***** Task data *****
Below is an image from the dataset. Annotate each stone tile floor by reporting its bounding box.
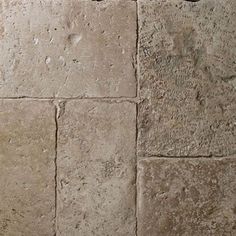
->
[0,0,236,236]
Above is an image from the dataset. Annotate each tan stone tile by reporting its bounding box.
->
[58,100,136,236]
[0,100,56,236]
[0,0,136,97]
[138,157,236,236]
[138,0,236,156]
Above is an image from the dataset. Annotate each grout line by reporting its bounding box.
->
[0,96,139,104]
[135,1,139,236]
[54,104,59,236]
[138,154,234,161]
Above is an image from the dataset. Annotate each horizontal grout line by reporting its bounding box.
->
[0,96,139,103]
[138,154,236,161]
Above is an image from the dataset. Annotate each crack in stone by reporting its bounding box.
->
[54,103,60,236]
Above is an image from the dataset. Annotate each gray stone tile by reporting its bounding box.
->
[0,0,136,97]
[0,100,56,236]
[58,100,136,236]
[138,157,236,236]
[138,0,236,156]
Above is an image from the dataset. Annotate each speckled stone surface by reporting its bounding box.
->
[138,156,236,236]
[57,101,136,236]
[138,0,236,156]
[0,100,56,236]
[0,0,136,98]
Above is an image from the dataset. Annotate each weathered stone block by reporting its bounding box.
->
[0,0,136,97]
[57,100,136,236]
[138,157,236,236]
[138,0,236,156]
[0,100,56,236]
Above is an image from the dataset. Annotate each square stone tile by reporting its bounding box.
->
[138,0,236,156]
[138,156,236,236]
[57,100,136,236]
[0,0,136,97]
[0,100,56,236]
*****
▶ Work to complete
Rewrite the listing above as a numbered list, starting at its first line and ending at the line containing "[138,154,236,161]", with blank lines omitted. Leave the pictures out.

▶ Answer for the task
1. Below is an image from the dataset. Annotate each stone tile floor by reporting its bounding box.
2. ->
3. [0,0,236,236]
4. Above is an image from the dataset. Annotate each tan stone tile by reporting its bounding box.
5. ->
6. [58,100,136,236]
7. [0,100,56,236]
8. [0,0,136,97]
9. [138,157,236,236]
10. [138,0,236,156]
11. Above is an image from the dataset. Annotate each grout line by reporting its bounding box.
12. ->
13. [0,96,139,104]
14. [135,1,139,236]
15. [54,104,59,236]
16. [138,154,234,161]
17. Above is an image from the dataset. Annotate each horizontal grout line by reporting its bounding box.
18. ->
19. [0,96,139,103]
20. [138,154,236,161]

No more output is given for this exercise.